There is a common theme of “no pain no gain” with athletes worldwide. Although this mentality helps people push through a hard workout or training session, that “pain” they feel normally goes away a few hours later. I’m sure you can think back to a time where your calf muscles were on fire from all the jumping you do in a training session [or maybe you are too embarrassed about this issue when jumping]. Normally that muscle burn goes away within the next day or so, right? What happens if low back pain in volleyball players never goes away? Are players supposed to continue pushing through and ignoring the pain?
General muscle pain from an intense training session does not last for weeks or months! This prolonged pain usually indicates an injury has occurred. Without training modifications or physical therapy, the pain could be made worse. This is the case with low back pain in volleyball players.
Why is this important?
Low back pain is the 4th most common injury seen in volleyball players (Jadhav et al., 2010). One study reported that low back pain is experienced in 63% of volleyball players (Trumpeter et al., 2017). More than half of volleyball players experience low back pain during their sports career, but how many actually seek treatment? One study reported that less than 20% of players met with a physical therapist to receive the care they need (Jadhav et al., 2010). There is a HUGE gap between players with pain seeking the care they need. Does this sound like the best plan of action for an athlete in pain?
Why not just push through the pain and hope it goes away like everyone else? Because one study saw that 47.4% of volleyball players with low back pain continued to have low back pain for the rest of their sports career (Noormohammadpour et al., 2016). This constant pain can affect muscle performance, preventing athletes from reaching their maximal potential.

## What you will do
According to the text on low back pain in volleyball players, what percentage of players with low back pain continued to have it for the rest of their sports career? Rely only on the text about low back pain in volleyball players.

## Dataset records
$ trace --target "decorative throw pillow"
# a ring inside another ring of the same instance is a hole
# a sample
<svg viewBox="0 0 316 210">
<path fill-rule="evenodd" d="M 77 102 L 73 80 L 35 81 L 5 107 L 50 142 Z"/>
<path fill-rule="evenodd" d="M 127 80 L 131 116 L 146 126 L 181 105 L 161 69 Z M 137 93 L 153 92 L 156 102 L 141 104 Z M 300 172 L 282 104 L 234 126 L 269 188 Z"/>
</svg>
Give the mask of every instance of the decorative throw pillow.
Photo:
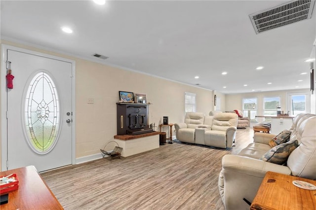
<svg viewBox="0 0 316 210">
<path fill-rule="evenodd" d="M 270 140 L 270 142 L 269 142 L 269 145 L 270 145 L 271 147 L 273 147 L 277 145 L 285 143 L 290 139 L 290 136 L 291 136 L 291 132 L 287 130 L 284 130 L 276 135 L 276 137 Z"/>
<path fill-rule="evenodd" d="M 234 111 L 235 111 L 236 113 L 236 114 L 237 114 L 238 117 L 243 117 L 243 114 L 242 114 L 242 112 L 240 110 L 235 109 L 234 110 Z"/>
<path fill-rule="evenodd" d="M 266 152 L 260 160 L 276 164 L 283 165 L 286 163 L 291 152 L 298 146 L 297 140 L 281 143 Z"/>
</svg>

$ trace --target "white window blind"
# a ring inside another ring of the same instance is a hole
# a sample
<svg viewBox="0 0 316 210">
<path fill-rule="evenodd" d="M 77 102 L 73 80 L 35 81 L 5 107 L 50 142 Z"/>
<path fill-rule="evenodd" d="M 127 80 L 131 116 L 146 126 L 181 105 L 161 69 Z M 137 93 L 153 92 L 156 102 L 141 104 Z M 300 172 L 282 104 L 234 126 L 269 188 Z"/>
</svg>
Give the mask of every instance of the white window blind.
<svg viewBox="0 0 316 210">
<path fill-rule="evenodd" d="M 196 96 L 197 94 L 192 93 L 184 93 L 184 111 L 195 112 L 196 110 Z"/>
</svg>

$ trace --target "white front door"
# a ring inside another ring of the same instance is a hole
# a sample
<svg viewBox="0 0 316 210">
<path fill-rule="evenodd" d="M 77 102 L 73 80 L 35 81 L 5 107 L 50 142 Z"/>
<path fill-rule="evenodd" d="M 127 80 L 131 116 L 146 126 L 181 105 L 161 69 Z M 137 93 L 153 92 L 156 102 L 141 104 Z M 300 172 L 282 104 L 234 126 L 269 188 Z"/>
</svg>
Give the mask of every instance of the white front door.
<svg viewBox="0 0 316 210">
<path fill-rule="evenodd" d="M 2 170 L 34 165 L 41 172 L 71 164 L 73 62 L 14 47 L 4 54 L 14 78 L 13 88 L 5 88 Z"/>
</svg>

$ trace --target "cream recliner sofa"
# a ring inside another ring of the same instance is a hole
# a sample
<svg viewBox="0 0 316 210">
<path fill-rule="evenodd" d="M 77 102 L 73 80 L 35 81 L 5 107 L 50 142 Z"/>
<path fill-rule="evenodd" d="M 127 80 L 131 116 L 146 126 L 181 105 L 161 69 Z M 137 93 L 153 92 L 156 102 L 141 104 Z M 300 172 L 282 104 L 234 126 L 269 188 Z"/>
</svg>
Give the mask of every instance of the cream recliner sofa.
<svg viewBox="0 0 316 210">
<path fill-rule="evenodd" d="M 203 125 L 204 118 L 203 113 L 186 113 L 184 122 L 174 124 L 177 139 L 181 141 L 195 143 L 196 128 Z"/>
<path fill-rule="evenodd" d="M 237 155 L 226 155 L 218 178 L 220 194 L 227 210 L 249 209 L 243 200 L 252 202 L 267 172 L 316 179 L 316 115 L 300 114 L 293 120 L 289 141 L 299 145 L 290 153 L 286 165 L 260 160 L 271 149 L 268 144 L 275 135 L 256 133 L 254 142 Z"/>
<path fill-rule="evenodd" d="M 209 126 L 198 126 L 196 143 L 223 148 L 231 147 L 235 140 L 237 123 L 238 115 L 233 113 L 220 112 L 214 116 L 206 116 L 204 124 Z"/>
<path fill-rule="evenodd" d="M 237 120 L 237 114 L 231 113 L 204 116 L 187 112 L 184 123 L 175 124 L 176 137 L 182 142 L 226 148 L 233 145 Z"/>
</svg>

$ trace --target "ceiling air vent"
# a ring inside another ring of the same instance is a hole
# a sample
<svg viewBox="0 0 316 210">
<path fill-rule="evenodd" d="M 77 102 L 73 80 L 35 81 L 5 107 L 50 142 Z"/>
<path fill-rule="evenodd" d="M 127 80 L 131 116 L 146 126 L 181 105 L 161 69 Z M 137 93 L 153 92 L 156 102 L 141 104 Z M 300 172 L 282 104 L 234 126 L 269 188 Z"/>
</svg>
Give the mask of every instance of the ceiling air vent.
<svg viewBox="0 0 316 210">
<path fill-rule="evenodd" d="M 101 59 L 104 59 L 104 60 L 107 59 L 108 58 L 109 58 L 108 57 L 106 57 L 106 56 L 105 56 L 102 55 L 100 55 L 100 54 L 98 54 L 98 53 L 94 53 L 92 55 L 93 56 L 94 56 L 94 57 L 96 57 L 97 58 L 101 58 Z"/>
<path fill-rule="evenodd" d="M 250 18 L 257 34 L 271 29 L 311 19 L 315 0 L 289 1 L 272 8 L 252 14 Z"/>
</svg>

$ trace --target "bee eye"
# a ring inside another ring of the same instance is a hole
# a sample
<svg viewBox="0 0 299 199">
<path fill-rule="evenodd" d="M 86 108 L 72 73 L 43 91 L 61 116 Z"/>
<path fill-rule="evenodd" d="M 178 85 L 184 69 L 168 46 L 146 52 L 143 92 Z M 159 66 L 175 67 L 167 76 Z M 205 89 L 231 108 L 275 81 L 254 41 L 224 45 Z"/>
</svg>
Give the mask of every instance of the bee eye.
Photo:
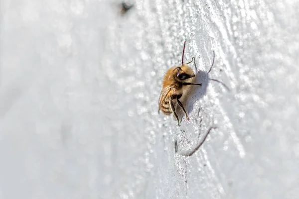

## Exercise output
47.4% of volleyball players with low back pain continued to have it for the rest of their sports career.